▸ Directions
Copy out the material below, substituting "Endpoint Reference" for every instance of "API Reference" and changing nothing else.

▸ Dataset entries
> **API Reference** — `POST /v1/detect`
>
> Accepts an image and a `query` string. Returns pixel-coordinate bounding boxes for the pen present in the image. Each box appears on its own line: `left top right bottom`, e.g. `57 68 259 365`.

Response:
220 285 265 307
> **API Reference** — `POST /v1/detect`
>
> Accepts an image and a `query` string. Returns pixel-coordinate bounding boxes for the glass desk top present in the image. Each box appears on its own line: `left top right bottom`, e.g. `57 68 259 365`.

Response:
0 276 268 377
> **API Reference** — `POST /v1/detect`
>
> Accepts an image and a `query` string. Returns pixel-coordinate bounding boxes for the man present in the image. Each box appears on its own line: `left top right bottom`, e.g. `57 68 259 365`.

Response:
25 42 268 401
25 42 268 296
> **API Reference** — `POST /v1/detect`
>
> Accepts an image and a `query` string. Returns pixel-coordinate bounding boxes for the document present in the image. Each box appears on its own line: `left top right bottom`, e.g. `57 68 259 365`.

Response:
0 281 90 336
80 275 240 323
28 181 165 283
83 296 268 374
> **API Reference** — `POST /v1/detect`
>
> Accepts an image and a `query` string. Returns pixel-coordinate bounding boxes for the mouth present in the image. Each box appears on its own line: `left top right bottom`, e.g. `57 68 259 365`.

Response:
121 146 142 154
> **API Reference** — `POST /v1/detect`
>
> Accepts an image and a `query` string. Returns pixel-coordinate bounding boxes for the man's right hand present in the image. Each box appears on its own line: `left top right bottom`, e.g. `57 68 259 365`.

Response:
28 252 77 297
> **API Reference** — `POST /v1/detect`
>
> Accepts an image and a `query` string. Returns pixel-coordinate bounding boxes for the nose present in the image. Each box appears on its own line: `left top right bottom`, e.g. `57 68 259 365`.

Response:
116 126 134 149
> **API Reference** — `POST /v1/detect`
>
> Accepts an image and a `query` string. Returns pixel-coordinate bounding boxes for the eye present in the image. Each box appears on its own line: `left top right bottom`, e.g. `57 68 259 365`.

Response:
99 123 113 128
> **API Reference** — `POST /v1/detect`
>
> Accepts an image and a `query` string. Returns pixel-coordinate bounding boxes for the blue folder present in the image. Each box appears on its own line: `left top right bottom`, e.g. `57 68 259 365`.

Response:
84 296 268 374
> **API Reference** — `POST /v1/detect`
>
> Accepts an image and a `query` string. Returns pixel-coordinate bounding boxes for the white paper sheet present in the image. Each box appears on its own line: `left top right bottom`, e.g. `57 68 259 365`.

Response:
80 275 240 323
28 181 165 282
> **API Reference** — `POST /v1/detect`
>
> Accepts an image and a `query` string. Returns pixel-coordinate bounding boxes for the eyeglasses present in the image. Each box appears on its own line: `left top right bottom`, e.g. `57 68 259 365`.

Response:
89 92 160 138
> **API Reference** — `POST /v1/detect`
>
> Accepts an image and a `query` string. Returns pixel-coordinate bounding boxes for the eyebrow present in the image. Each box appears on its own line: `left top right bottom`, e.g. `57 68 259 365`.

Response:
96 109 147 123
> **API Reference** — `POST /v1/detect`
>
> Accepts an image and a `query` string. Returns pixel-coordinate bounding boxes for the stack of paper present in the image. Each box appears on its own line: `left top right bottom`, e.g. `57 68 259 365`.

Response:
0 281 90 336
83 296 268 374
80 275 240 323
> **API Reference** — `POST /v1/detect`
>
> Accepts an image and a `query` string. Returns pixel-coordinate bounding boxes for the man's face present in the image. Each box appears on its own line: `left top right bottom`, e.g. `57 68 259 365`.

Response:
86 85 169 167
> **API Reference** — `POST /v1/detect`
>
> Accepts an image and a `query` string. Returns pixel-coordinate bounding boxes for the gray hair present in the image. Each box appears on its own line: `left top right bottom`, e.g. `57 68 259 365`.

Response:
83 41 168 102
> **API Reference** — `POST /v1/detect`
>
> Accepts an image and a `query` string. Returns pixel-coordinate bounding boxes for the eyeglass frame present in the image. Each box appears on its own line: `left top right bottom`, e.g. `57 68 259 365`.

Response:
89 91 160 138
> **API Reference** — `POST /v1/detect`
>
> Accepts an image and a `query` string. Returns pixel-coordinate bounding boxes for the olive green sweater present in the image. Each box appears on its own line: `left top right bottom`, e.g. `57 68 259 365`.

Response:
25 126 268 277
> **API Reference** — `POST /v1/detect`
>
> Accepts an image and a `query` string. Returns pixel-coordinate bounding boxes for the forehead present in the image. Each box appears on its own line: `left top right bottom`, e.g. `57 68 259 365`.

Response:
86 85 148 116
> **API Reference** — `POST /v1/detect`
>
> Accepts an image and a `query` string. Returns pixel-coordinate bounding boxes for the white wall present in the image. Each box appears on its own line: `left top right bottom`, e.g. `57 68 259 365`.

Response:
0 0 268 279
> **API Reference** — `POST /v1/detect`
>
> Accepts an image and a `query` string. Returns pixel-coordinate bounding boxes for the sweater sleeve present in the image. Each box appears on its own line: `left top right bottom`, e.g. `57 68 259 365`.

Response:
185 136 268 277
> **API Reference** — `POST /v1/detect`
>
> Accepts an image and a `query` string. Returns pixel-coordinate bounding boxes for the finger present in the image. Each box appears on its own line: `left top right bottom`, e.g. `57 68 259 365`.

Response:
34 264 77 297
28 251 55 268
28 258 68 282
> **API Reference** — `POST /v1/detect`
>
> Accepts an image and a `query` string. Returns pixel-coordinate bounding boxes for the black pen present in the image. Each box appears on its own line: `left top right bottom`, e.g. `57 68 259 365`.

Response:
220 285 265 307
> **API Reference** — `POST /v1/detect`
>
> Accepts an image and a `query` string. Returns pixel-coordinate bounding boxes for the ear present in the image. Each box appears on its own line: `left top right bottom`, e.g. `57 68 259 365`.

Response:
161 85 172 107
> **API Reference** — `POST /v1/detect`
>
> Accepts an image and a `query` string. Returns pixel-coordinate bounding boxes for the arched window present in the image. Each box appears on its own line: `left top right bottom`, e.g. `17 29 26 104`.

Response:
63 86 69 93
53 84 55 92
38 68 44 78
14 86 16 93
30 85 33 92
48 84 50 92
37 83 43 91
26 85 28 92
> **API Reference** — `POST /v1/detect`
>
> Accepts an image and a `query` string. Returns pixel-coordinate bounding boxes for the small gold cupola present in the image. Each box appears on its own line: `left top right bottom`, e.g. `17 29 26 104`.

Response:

▸ Answer to the problem
> **Endpoint Reference** — `POST /v1/detect`
>
> Accepts an image and a `query` string. Returns pixel-coordinate bounding boxes for the pen present in the image. Each box appears on its own line: `left top right bottom`, e.g. `57 68 259 365`.

Response:
220 285 265 307
> **Endpoint Reference** — `POST /v1/detect`
>
> Accepts an image and a `query` string. Returns pixel-coordinate bounding boxes for the glass desk top present in the image. Each box appears on its own line: `left top right bottom`, e.g. `57 68 259 365`.

Response:
0 276 268 377
> **Endpoint Reference** — `POST /v1/detect`
>
> Accepts an image and a `query` string. Returns pixel-coordinate bounding boxes for the man present in the image. Each box appears on its own line: `left top right bottom`, e.g. `57 68 259 365`.

Response:
25 42 268 401
25 42 268 296
> **Endpoint Reference** — `POST /v1/detect`
>
> Accepts an image and a `query` string. Returns pixel-coordinate bounding boxes for the document present in the image. Each box appears on its own line: `left top right bottom`, e.g. `57 68 259 365`.

Response:
0 281 90 336
80 275 240 323
28 181 165 283
83 296 268 374
> **Endpoint Reference** — `POST /v1/detect`
>
> Accepts an image and a `query` string. Returns pixel-coordinate bounding boxes for the mouth present in the image. Each box appears on its own line: `left top right bottom`, e.g. `57 68 259 365`.

Response:
121 146 142 154
> **Endpoint Reference** — `POST /v1/detect`
>
> Accepts an image and a `query` string. Returns pixel-coordinate bounding boxes for the man's right hand present in the image. Each box appears on its own line: `left top right bottom`, e.g. `57 68 259 365`.

Response:
28 252 77 297
> **Endpoint Reference** — `POST /v1/detect`
>
> Accepts an image and a `query` string. Returns pixel-coordinate bounding boxes for the nose present in the image. Each box appears on its own line: `left top right bottom`, e.g. `57 68 259 365`.

Response:
116 126 134 149
> **Endpoint Reference** — `POST /v1/detect`
>
> Accepts an image and a `query` string. Returns pixel-coordinate bounding boxes for the eye present in the image. Each box appears on its own line: `left top right bottom`, e.g. `57 68 259 365`.

Response:
99 123 113 128
> **Endpoint Reference** — `POST /v1/detect`
>
> Accepts an image and a `query` string. Returns pixel-coordinate bounding boxes for the blue folder present in the image. Each box appears on its own line: `left top right bottom`, e.g. `57 68 259 365`.

Response:
84 296 268 374
> **Endpoint Reference** — `POST /v1/detect`
>
> Accepts an image and a `query` string. Returns pixel-coordinate bounding boxes for the white paper sheet present in the image. Each box appears on its own line: `left top right bottom`, e.g. `57 68 259 365`.

Response:
80 275 240 323
28 181 165 282
> **Endpoint Reference** — `POST /v1/detect`
>
> Accepts an image and a `query` string. Returns pixel-coordinate bounding boxes for the eyeglasses present in the image. Each box appears on its own line: `left top right bottom`, e.g. `57 68 259 365`.

Response:
89 92 160 138
> **Endpoint Reference** — `POST /v1/detect`
>
> Accepts an image and a `query` string. Returns pixel-coordinate bounding boxes for the eyebrow present in the image. Each box appears on its own line: `left top right bottom`, e.g. `57 68 259 365`.

Response:
96 109 147 123
> **Endpoint Reference** — `POST /v1/detect`
>
> Accepts an image and a `query` string. Returns pixel-coordinate bounding boxes for the stack of paper present in the image. Each box appears on its own line: `left top right bottom`, e.g. `57 68 259 365`.

Response:
0 281 90 336
83 296 268 374
80 275 240 323
> **Endpoint Reference** — `POST /v1/detect`
>
> Accepts an image and a `query` string. Returns pixel-coordinate bounding boxes for the man's face present in the image. Each box appears on its own line: `left top right bottom`, e.g. `57 68 259 365`.

Response:
86 85 169 167
> **Endpoint Reference** — `POST /v1/detect`
>
> Accepts an image and a `query` string. Returns pixel-coordinate bounding boxes for the gray hair present in the image. Each box appears on its own line: `left top right bottom`, e.g. `57 68 259 365`.

Response:
83 41 168 102
> **Endpoint Reference** — `POST /v1/detect`
>
> Accepts an image and a `query` string. Returns pixel-coordinate bounding boxes for the eyeglass frame present in the image. Each box appears on its own line: `left top right bottom`, e.g. `57 68 259 365`.

Response:
89 91 160 138
> **Endpoint Reference** — `POST /v1/detect`
>
> Accepts an image and a `query` string. Returns pixel-coordinate bounding boxes for the olive green sweater present in the image. Each box appears on its own line: `left top right bottom`, e.g. `57 68 259 365`.

Response:
25 126 268 277
> **Endpoint Reference** — `POST /v1/detect`
>
> Accepts an image and a `query` string. Returns pixel-coordinate bounding boxes for the forehead present in the image. Each box appears on its own line: `left top right bottom`, e.g. `57 68 259 365`.

Response:
86 85 148 116
> **Endpoint Reference** — `POST /v1/detect`
>
> Accepts an image and a `query` string. Returns pixel-coordinate bounding boxes for the white wall present in the image. Each box appears on its own line: `left top right bottom`, e.g. `57 68 259 365`.

Response:
0 0 268 279
> **Endpoint Reference** — `POST /v1/detect`
>
> Accepts an image and a `query` string. Returns pixel-coordinate bounding boxes for the sweater sleeve present in the image. Each box appears on its own line: `left top right bottom`, e.g. `57 68 259 365`.

Response:
185 136 268 277
> **Endpoint Reference** — `POST /v1/detect`
>
> Accepts an image and a `query` string. Returns pixel-coordinate bounding boxes for the finger present in the image. Each box appears on its own line: `left top right bottom`, e.g. `57 68 259 365`.

Response:
34 264 77 297
28 251 55 268
28 258 68 282
> **Endpoint Reference** — `POST /v1/detect`
>
> Accepts an image and a `query` string. Returns pixel-coordinate bounding boxes for the black pen present in the image. Each box appears on its own line: `left top right bottom`, e.g. `57 68 259 365`.

Response:
220 285 265 307
> **Endpoint Reference** — `POST /v1/detect`
>
> Accepts an image and a `query` string. Returns pixel-coordinate bounding boxes for the ear present in the image. Each box appears on its own line: `left top right bottom`, e.g. `57 68 259 365`.

Response:
161 85 172 107
> **Endpoint Reference** — `POST /v1/detect`
>
> Accepts an image and a `query` string. Returns pixel-coordinate bounding boxes for the arched window present in the image. Each box appears on its own line: `left top right bottom`, e.g. `17 29 26 104`.

Response:
63 86 69 93
53 84 55 92
38 68 44 78
14 86 16 93
30 85 33 92
48 84 50 92
37 83 43 91
26 85 28 92
> **Endpoint Reference** — `POST /v1/detect`
>
> Accepts an image and a `query` string. Returns pixel-coordinate bounding boxes for the small gold cupola present in the image. Each box appears on its own line: `left top right bottom`, e.g. `17 29 26 104`.

Response:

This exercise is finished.